1) Die Toleranzen liegen i. d. Regel bei <10% des jeweiligen Sollwerts.
Interpretation:
- Alle Werte mit Ladedruck sind deutlich erhöht (bis über 50%)
- Auch ohne Ladedruck sind die Werte bei Drehzahlen um 550/min erhöht
- Der ausgeprägte Abfall oberhalb 2100/min (Motordrehzahl 4200/min) liegt nicht vor, die Abregeldrehzahl liegt daher deutlich über dem Sollwert
wichtig: Die Pumpe läßt sich durch bloße Einstellung nicht mehr in den Sollzustand bringen.

### [AUFLISTUNG]
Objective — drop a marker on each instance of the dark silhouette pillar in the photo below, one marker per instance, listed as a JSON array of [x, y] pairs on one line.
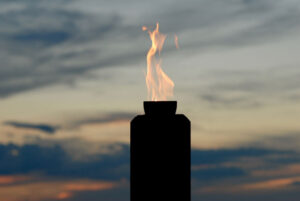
[[160, 154]]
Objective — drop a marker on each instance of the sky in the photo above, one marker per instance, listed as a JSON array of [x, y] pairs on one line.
[[72, 76]]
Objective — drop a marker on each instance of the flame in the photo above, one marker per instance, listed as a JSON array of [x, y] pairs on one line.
[[176, 41], [159, 85]]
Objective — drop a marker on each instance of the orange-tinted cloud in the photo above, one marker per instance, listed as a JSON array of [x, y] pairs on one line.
[[271, 184], [10, 179], [52, 189]]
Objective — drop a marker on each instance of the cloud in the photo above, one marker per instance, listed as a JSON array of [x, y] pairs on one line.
[[39, 50], [107, 118], [217, 173], [54, 161], [52, 189], [48, 129]]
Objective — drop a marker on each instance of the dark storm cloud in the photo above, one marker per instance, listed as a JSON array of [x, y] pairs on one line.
[[48, 129], [46, 42]]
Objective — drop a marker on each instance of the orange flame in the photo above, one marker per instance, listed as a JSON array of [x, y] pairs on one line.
[[159, 85]]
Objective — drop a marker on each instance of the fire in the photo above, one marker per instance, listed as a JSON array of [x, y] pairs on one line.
[[159, 85]]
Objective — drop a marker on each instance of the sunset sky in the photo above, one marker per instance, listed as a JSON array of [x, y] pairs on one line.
[[72, 76]]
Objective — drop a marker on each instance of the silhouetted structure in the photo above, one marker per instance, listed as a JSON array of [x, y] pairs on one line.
[[160, 154]]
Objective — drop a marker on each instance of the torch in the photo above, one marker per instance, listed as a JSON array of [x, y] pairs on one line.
[[160, 140]]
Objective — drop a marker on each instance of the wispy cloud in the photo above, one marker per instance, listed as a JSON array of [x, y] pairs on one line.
[[48, 129]]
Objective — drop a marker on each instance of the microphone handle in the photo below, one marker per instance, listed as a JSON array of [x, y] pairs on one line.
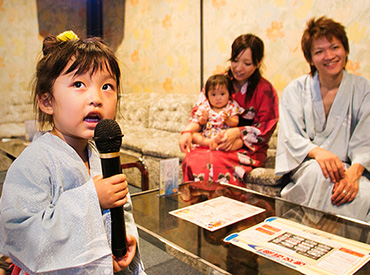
[[111, 167]]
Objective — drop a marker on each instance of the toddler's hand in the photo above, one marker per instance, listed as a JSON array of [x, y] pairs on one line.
[[204, 117], [111, 191]]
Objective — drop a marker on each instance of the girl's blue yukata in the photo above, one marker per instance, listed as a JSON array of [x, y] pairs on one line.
[[51, 221]]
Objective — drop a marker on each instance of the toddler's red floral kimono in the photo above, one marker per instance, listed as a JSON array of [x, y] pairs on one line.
[[257, 124]]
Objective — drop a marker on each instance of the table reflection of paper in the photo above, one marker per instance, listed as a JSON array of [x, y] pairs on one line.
[[308, 250], [217, 213]]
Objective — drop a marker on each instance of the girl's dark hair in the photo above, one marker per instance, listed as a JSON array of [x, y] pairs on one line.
[[318, 28], [216, 80], [257, 47], [90, 54]]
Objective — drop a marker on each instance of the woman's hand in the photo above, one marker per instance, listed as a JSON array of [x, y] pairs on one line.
[[111, 191], [122, 263], [331, 166], [229, 137], [347, 188], [185, 142]]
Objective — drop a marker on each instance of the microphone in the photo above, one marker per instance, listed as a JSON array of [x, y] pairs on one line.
[[108, 140]]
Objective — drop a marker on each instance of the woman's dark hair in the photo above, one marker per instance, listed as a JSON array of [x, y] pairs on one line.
[[257, 47], [90, 54], [216, 80], [318, 28]]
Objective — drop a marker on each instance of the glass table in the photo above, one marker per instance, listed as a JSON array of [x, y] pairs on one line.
[[205, 250]]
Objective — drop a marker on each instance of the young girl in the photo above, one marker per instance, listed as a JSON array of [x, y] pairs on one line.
[[54, 205], [216, 114]]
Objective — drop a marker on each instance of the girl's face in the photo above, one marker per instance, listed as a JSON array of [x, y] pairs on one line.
[[80, 102], [218, 96], [242, 67], [329, 57]]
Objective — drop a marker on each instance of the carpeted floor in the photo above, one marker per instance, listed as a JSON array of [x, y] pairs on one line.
[[156, 260]]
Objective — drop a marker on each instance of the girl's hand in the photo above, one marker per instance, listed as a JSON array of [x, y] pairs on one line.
[[331, 165], [347, 188], [228, 139], [111, 191], [122, 263]]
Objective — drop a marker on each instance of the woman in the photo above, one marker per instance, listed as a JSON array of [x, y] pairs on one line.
[[256, 125], [323, 140]]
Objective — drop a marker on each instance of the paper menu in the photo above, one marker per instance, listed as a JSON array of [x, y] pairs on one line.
[[217, 213], [305, 249]]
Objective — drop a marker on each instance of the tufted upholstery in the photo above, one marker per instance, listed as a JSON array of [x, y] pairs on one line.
[[152, 124]]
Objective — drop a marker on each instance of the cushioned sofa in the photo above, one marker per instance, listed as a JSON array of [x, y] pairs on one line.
[[152, 125]]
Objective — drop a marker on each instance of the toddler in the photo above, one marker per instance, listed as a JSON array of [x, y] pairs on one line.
[[219, 112]]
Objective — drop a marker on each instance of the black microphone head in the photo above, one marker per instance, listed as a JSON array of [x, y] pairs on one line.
[[108, 136]]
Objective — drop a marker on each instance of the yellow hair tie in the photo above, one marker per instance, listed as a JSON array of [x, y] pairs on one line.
[[67, 35]]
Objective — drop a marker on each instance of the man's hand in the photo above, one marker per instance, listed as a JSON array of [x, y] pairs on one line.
[[347, 188], [331, 166]]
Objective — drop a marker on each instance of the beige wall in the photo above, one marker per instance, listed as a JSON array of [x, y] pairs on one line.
[[161, 41]]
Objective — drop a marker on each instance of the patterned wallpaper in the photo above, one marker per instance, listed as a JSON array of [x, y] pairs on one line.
[[158, 41], [161, 45]]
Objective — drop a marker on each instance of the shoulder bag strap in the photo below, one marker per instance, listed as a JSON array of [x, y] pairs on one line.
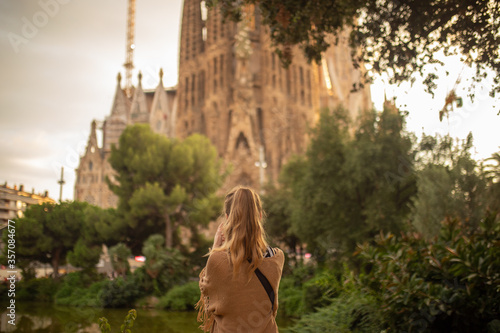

### [AUFGABEN ZUR ÜBUNG]
(1) Wo liegen laut dem Text über die Pumpenwerte die Toleranzen in der Regel?
(2) Setzen Sie den Text über die Pumpenwerte im Anschluss an seinen letzten Satz fort.

### [ERWARTETE ANTWORTEN]
(1) Bei unter 10 % des jeweiligen Sollwerts.

(2)
Schlußbemerkungen
Nach Austausch der Pumpe (Bosch-Dienst) bin ich wieder ungetunt unterwegs… … was auch seine Vorteile hat:
- Motor-Temperaturen sind drastisch niedriger
- sichtbarer Rußausstoß ist völlig weg
- bei niedrigen Temperaturen (0 … -8°C) erheblich besseres Startverhalten: Motor läuft von Anfang an rund, praktisch kein Weißrauch mehr
Die Betriebssicherheit ist wieder erheblich gestiegen und befindet sich auf dem Niveau des fabrikneuen Fahrzeugs.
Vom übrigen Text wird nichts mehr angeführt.